Exercise brief: Revise the passage of the varicella vaccine text starting at "Varicella vaccine is 70%" and ending at "as breakthrough disease.", changing every "chickenpox" to "varicella".

Page text:
○ ○ ○
It is on the World Health Organization's List of Essential Medicines, a list of the most important medication needed in a basic health system.
Varicella vaccine is 70% to 90% effective for preventing varicella and more than 95% effective for preventing severe varicella. Furthermore, follow-up evaluations took place in the United States of children immunized that revealed protection for at least 11 years. Also, studies were conducted in Japan which indicated protection for at least 20 years.
People who do not develop enough protection when they get the vaccine may develop a mild case of the disease when in close contact with a person with chickenpox. In these cases, people show very little sign of illness. This has been the case of children who get the vaccine in their early childhood and later have contact with children with chickenpox. Some of these children may develop a mild chickenpox also known as breakthrough disease.
Duration of immunity
The long-term duration of protection from varicella vaccine is unknown, but there are now persons vaccinated more than thirty years ago with no evidence of waning immunity, while others have become vulnerable in as few as six years. Assessments of duration of immunity are complicated in an environment where natural disease is still common, which typically leads to an overestimation of effectiveness.
Some vaccinated children have been found to lose their protective antibody in as little as five to eight years. However, according to the World Health Organization: "After observation of study populations for periods of up to 20 years in Japan and 10 years in the United States, more than 90% of immunocompetent persons who were vaccinated as children were still protected from varicella." However, since only one out of five Japanese children were vaccinated, the annual exposure of these vaccinees to children with natural chickenpox boosted the vaccinees' immune system. In the United States, where universal varicella vaccination has been practiced, the majority of children no longer receive exogenous (outside) boosting, thus, their cell-mediated immunity to VZV (varicella zoster virus) wanes—necessitating booster chickenpox vaccinations. Some persons exposed to the virus after vaccine can experience milder cases of chicken pox (and usually then harbor both the attenuated vaccine or oka strain as well as the wild type or natural chickenpox strain which are both subject to reactivation as shingles).
Catching "wild" chickenpox as a child has been thought to commonly result in lifelong immunity. Indeed, parents have deliberately ensured this in the past with "pox parties". Historically, exposure of adults to contagious children has boosted their immunity, reducing the risk of shingles.
The CDC and corresponding national organisations are carefully observing the failure rate which may be high compared with other modern vaccines—large outbreaks of chickenpox having occurred at schools which required their children to be vaccinated.
The mortality rate in immunocompromised patients with disseminated herpes zoster is 5–15%, with most deaths from pneumonia. Vaccines are less effective among these high-risk patients, as well as being more dangerous because they contain attenuated live virus (see last footnote). In a study performed on children with an impaired immune system, 30% had lost the antibody after five years, and 8% had already caught wild chickenpox in that five-year period.
○ ○ ○
Information given:
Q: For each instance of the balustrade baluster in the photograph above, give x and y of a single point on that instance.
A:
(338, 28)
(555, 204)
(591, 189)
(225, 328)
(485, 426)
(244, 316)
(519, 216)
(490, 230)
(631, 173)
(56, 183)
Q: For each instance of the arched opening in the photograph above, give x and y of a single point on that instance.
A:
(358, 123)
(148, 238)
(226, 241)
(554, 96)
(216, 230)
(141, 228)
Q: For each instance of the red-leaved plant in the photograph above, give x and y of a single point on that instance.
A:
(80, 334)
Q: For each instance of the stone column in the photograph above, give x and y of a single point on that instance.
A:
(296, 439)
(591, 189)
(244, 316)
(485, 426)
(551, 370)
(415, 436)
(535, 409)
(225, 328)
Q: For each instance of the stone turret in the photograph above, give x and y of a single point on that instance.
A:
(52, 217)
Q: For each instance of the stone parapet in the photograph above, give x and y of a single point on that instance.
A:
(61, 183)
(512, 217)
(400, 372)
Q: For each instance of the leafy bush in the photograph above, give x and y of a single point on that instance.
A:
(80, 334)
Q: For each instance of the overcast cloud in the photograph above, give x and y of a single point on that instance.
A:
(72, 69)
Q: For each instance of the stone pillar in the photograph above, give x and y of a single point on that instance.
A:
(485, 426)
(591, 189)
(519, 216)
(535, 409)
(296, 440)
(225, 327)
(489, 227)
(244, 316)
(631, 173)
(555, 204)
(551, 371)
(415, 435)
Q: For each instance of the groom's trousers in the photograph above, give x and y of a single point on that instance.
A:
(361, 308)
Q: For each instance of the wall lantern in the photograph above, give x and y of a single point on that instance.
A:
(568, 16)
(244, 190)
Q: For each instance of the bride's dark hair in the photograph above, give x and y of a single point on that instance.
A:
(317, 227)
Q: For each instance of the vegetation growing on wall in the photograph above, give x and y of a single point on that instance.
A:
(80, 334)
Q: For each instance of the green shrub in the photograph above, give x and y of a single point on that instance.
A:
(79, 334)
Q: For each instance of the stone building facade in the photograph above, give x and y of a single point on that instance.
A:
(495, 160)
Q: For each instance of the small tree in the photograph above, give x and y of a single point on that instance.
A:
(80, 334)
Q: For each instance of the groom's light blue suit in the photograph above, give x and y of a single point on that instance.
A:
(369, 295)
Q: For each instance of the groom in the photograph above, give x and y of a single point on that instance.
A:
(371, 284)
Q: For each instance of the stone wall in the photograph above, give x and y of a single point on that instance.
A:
○ ○ ○
Expected answer:
Varicella vaccine is 70% to 90% effective for preventing varicella and more than 95% effective for preventing severe varicella. Furthermore, follow-up evaluations took place in the United States of children immunized that revealed protection for at least 11 years. Also, studies were conducted in Japan which indicated protection for at least 20 years.
People who do not develop enough protection when they get the vaccine may develop a mild case of the disease when in close contact with a person with varicella. In these cases, people show very little sign of illness. This has been the case of children who get the vaccine in their early childhood and later have contact with children with varicella. Some of these children may develop a mild varicella also known as breakthrough disease.